Культура
Русский Гуггенхайм
31 августа
В дискуссиях о высоте башни «Охта-центра» возобладала формалистическая нота. Она смогла оттеснить на задний план содержание комплекса зданий, а он между тем по проекту серьезно насыщен общественными функциями. Одна из идей, которую планируют воплотить на площадке центра, – музей современного искусства. По замыслу авторов проекта философия «Охта-центра» идеально подходит новому музею, который, по своей сути, не может не культивировать ценности развития и устремленности в будущее. Но насколько велика потребность страны и города в масштабном музее современного искусства?
Пошлая картинка или бутылка хорошей водки?
В недавно изданной книге по галерейному бизнесу один из авторов этого труда прямолинейно сообщает одно из противоречий современного отечественного арт-бизнеса: пусть человек купит пошлую картинку, не беда. В любом случае такая покупка лучше бутылки водки. На это хочется ответить древним анекдотом: «Последствия бурного вечера сойдут на нет уже к обеду, а вот от пошлого вкуса избавиться гораздо сложнее». Российские банки, оптом скупавшие пейзажи с березкой до 1998 года, после кризиса быстро сбросили этот балласт, а теперь снова пополняют свои офисы несметным количеством ширпотреба. Но если спросить того же иронизирующего над банками горожанина, какое у него представление о современном искусстве, то ответ будет скорее печальным. С подачи художественных критиков все, начиная с десятиклассников, который год шутят над Церетели, таким замечательным образом – «от противного» – как бы приобщаясь к некоему другому искусству, которое на самом деле физически недоступно для девяти из десяти наших соотечественников.

——————————

> Задания:
(1) Согласно статье о музее в «Охта-центре», до какого года российские банки оптом скупали пейзажи с березкой?
(2) Напишите продолжение статьи о музее в «Охта-центре», начиная сразу после ее последнего предложения.

> Записи из коллекции:
——————————

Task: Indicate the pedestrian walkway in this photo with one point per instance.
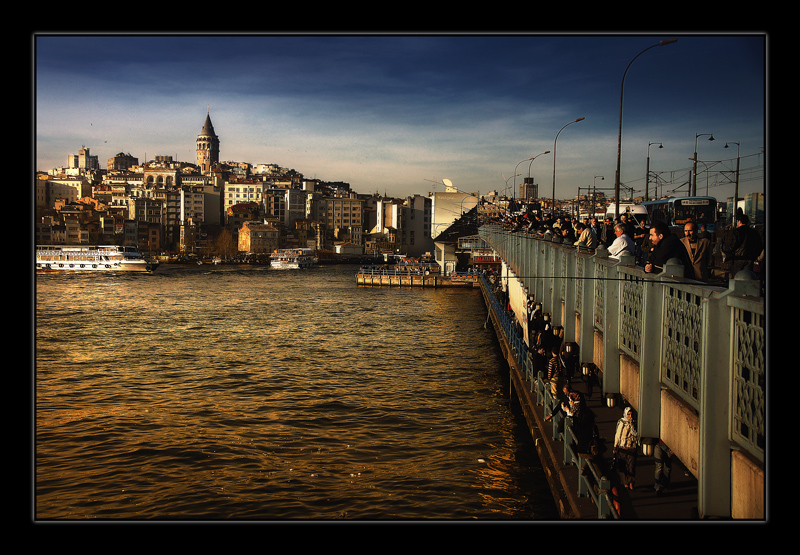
(679, 502)
(571, 491)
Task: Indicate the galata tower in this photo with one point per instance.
(207, 146)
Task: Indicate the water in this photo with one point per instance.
(244, 393)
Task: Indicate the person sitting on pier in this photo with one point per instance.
(587, 237)
(666, 245)
(623, 243)
(626, 440)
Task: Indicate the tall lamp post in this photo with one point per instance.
(554, 160)
(619, 135)
(694, 169)
(736, 186)
(594, 192)
(532, 159)
(647, 178)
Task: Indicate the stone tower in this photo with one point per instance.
(207, 146)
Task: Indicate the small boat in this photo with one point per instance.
(293, 259)
(98, 258)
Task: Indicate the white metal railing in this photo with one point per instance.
(699, 341)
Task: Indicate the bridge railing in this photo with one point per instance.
(705, 345)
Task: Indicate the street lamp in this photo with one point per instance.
(647, 178)
(736, 187)
(694, 169)
(529, 165)
(619, 135)
(594, 192)
(554, 160)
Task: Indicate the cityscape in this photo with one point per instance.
(471, 163)
(211, 208)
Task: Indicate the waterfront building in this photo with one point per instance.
(122, 161)
(447, 207)
(343, 217)
(258, 238)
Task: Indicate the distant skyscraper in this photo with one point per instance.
(207, 146)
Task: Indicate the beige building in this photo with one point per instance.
(258, 238)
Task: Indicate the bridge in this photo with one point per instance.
(688, 357)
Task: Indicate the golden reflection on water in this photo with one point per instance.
(228, 394)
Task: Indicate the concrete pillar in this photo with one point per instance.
(652, 333)
(714, 476)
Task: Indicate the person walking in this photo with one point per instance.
(626, 440)
(746, 245)
(663, 467)
(698, 249)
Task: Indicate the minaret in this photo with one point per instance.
(207, 146)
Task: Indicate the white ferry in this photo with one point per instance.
(293, 259)
(102, 258)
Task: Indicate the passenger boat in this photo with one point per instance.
(293, 259)
(101, 258)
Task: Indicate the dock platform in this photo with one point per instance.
(402, 277)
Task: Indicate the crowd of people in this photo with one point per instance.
(652, 245)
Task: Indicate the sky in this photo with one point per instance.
(398, 114)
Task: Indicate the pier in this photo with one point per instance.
(414, 276)
(687, 357)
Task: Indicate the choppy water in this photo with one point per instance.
(246, 393)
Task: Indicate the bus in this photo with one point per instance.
(637, 213)
(676, 211)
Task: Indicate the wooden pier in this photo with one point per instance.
(408, 279)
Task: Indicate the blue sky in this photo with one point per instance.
(391, 114)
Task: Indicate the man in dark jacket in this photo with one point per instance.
(746, 245)
(666, 245)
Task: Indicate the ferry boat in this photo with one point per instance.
(100, 258)
(293, 259)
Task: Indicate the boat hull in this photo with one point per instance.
(292, 259)
(82, 258)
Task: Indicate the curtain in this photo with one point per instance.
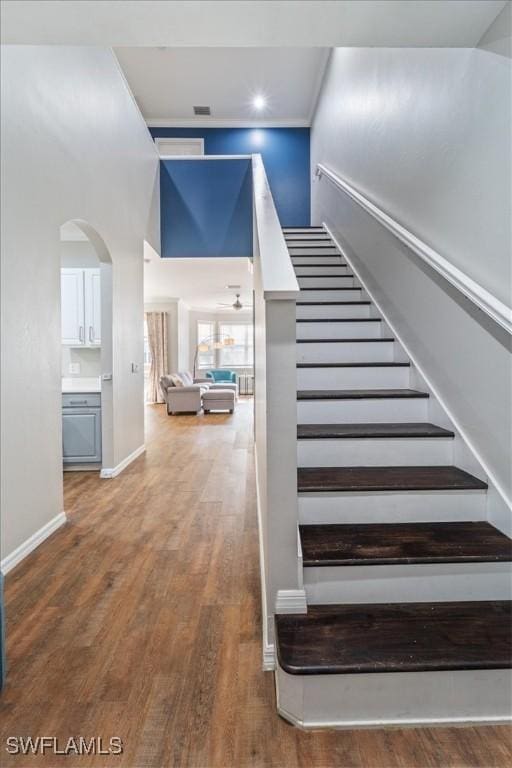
(157, 342)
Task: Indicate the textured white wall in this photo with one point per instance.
(426, 135)
(74, 145)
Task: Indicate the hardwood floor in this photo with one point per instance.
(141, 619)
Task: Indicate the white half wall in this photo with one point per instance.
(425, 134)
(74, 146)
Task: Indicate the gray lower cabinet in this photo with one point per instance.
(81, 428)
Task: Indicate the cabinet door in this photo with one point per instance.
(72, 306)
(81, 435)
(93, 306)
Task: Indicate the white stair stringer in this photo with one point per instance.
(379, 699)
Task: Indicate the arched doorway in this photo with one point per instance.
(87, 352)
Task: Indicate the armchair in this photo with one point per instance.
(222, 375)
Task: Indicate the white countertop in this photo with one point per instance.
(81, 384)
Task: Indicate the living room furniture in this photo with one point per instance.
(214, 342)
(181, 393)
(221, 375)
(218, 400)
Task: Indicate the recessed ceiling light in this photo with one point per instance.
(259, 102)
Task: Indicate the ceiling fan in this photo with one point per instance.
(236, 305)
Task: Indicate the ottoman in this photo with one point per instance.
(218, 400)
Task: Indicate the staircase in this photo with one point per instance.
(407, 585)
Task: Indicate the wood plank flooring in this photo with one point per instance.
(141, 619)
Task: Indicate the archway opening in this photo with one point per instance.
(87, 348)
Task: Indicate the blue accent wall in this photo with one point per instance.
(206, 208)
(285, 153)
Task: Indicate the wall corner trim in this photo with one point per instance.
(28, 546)
(107, 473)
(291, 601)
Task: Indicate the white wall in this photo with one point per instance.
(73, 146)
(426, 135)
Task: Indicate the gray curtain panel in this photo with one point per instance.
(157, 339)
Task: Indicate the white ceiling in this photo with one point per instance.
(325, 23)
(200, 283)
(168, 82)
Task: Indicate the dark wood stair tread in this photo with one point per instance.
(396, 637)
(395, 478)
(339, 320)
(362, 340)
(353, 365)
(330, 266)
(359, 394)
(369, 430)
(403, 544)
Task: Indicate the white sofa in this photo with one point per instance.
(183, 393)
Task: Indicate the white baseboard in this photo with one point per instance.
(37, 538)
(108, 473)
(291, 601)
(268, 652)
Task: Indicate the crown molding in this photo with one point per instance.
(173, 122)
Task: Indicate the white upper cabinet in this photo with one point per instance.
(81, 306)
(92, 294)
(72, 306)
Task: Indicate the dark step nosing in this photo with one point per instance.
(331, 288)
(363, 340)
(379, 479)
(373, 431)
(354, 365)
(398, 637)
(363, 394)
(403, 544)
(331, 303)
(322, 277)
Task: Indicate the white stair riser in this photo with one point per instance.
(335, 260)
(352, 330)
(353, 378)
(326, 282)
(345, 352)
(376, 452)
(358, 411)
(335, 270)
(394, 698)
(389, 507)
(332, 310)
(315, 251)
(439, 582)
(310, 294)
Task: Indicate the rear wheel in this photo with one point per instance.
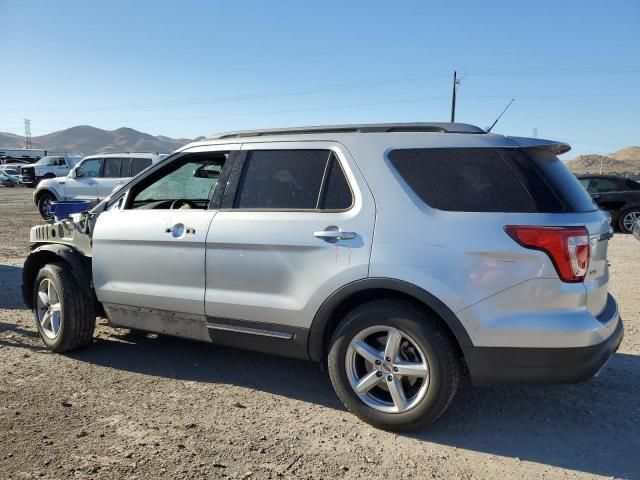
(394, 365)
(63, 310)
(45, 199)
(628, 219)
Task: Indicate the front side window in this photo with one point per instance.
(188, 182)
(292, 180)
(89, 168)
(138, 165)
(51, 161)
(111, 167)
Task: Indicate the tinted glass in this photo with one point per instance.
(138, 165)
(111, 167)
(564, 183)
(89, 168)
(281, 179)
(462, 179)
(632, 185)
(337, 195)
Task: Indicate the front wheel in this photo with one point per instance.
(628, 219)
(64, 312)
(394, 365)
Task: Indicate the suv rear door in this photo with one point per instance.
(274, 250)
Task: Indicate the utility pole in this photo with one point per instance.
(27, 133)
(453, 96)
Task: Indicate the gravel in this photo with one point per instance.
(156, 407)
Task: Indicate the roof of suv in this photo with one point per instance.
(439, 127)
(123, 154)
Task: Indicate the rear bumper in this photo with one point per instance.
(496, 365)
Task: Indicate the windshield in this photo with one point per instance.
(50, 161)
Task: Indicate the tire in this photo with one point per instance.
(44, 205)
(627, 218)
(76, 317)
(427, 340)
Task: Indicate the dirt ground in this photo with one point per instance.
(168, 408)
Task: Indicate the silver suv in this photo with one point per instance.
(399, 255)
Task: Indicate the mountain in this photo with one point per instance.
(87, 140)
(625, 160)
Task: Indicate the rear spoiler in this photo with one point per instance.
(540, 144)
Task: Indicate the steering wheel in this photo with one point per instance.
(179, 203)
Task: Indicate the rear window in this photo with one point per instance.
(484, 180)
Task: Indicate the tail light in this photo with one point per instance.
(567, 247)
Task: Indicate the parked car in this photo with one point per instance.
(12, 171)
(94, 178)
(399, 255)
(618, 195)
(7, 180)
(47, 167)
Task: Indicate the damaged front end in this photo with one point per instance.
(76, 232)
(67, 241)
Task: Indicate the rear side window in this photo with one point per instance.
(292, 180)
(462, 179)
(479, 180)
(564, 183)
(138, 165)
(337, 194)
(111, 167)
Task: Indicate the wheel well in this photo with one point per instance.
(363, 296)
(78, 264)
(42, 192)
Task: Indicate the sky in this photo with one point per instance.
(189, 68)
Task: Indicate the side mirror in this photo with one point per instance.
(203, 172)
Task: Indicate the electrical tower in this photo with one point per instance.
(27, 133)
(456, 82)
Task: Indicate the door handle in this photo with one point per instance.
(178, 230)
(333, 234)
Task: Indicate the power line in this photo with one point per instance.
(349, 86)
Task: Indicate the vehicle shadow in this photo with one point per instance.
(201, 362)
(590, 427)
(10, 291)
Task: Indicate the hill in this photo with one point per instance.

——————————

> Ответы:
(1) До 1998 года.

(2)
Почему не Эрмитаж?
Недостаток интересных экспозиций современного искусства роднит Москву и Петербург. Какие-то площадки, конечно, есть: небольшие галереи с русскими мастерами на щите либо музейные отделы «новейшего искусства», играющие чисто периферийную роль, – посетители Эрмитажа и Третьяковки воспринимают только имиджевые для музея залы и экспонаты. Что уж говорить об иностранцах – разве кто-то пойдет в Лувр, чтобы взглянуть на коллекции работ последних 10 лет? Для сравнения: в любой из культурных столиц Европы (Париже, Берлине, Лондоне) есть 5–7 музеев современного искусства, и это не воспринимается как перебор.
Да, весной Эрмитаж заявил новый проект – «20/21», который соберет коллекцию экспонатов за последние сто лет. Действительно, 4–5 выставок современного искусства в год маловато даже для универсального музея. Однако помимо технических – читай, финансовых – трудностей проект сразу наталкивается на едва ли преодолимую преграду – смысловую. Концепция музея – это прежде всего концепция его места. Сущность Эрмитажа – универсализм, классика, «все хиты». И здание, и место как точка на карте города – все кричит о том, что здесь собрание веков, отобранное не кураторами, а самим временем. То же самое верно и в отношении концепции Русского музея, где существует прекрасный отдел новейших течений. Но он охватывает только русских авторов и не может считаться полноценным музейным собранием.
Можно сделать и ход конем. Имея в запасниках классику и русские шедевры, обратиться к западному музею современного искусства с предложением обменяться коллекциями на время. Так и сделал тот же Эрмитаж в ходе своей программы по «осовремениванию», заключив договор с Фондом Гуггенхайма. Практика распространенная и достойная всякой похвалы, однако может ли она заменить собственную коллекцию? Будет ли удовлетворен филателист, поменявшись марками с коллегой – «на время»? А нижегородец, приехавший посмотреть на Брейгеля, которого увезли на полгода в Нью-Йорк? Словом, привозной Гуггенхайм лучше, чем ничего, но, наверное, намного хуже собственного, тем более что наконец появилась реальная возможность для такого проекта.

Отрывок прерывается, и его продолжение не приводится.